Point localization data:

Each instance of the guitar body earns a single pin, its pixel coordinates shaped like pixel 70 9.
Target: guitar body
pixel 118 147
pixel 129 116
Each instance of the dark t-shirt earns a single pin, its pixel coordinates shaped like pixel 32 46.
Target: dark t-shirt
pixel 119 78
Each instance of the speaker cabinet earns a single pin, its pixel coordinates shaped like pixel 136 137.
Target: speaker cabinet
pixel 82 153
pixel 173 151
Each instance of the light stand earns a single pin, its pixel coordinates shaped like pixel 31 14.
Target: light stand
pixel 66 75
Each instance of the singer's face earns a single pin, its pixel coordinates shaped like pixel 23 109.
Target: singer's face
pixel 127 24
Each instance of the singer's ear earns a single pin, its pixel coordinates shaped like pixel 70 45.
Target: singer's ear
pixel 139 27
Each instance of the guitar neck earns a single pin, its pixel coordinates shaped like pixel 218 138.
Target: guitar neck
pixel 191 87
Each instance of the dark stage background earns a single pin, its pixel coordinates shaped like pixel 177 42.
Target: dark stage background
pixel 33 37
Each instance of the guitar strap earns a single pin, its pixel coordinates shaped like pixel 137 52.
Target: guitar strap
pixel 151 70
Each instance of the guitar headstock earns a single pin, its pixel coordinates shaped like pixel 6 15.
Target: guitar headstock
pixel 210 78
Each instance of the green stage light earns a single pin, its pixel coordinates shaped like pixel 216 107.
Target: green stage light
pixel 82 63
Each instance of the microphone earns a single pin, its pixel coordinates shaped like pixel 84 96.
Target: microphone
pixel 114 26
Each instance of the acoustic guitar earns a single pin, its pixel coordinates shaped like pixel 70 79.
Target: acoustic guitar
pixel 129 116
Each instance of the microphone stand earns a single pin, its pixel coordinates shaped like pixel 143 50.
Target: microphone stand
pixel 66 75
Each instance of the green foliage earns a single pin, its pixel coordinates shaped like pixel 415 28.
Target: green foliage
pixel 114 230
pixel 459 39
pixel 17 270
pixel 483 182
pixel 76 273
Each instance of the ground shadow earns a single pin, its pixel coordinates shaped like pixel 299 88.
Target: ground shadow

WORK INSTRUCTIONS: Look above for the line containing "Target: acoustic guitar". Return it and each line after it exactly, through the last line, and nothing more.

SOLUTION TO THIS PROBLEM:
Target: acoustic guitar
pixel 129 116
Each instance of the microphone stand earns a single pin, its pixel coordinates shaped like pixel 143 50.
Target: microphone stand
pixel 66 75
Each instance of the green foliage earns a single pin, its pixel coordinates shaped like pixel 415 28.
Target: green foliage
pixel 114 230
pixel 459 39
pixel 17 270
pixel 483 182
pixel 76 273
Each instance of the ground shadow earns a single pin, its pixel coordinates shaped like pixel 299 88.
Target: ground shadow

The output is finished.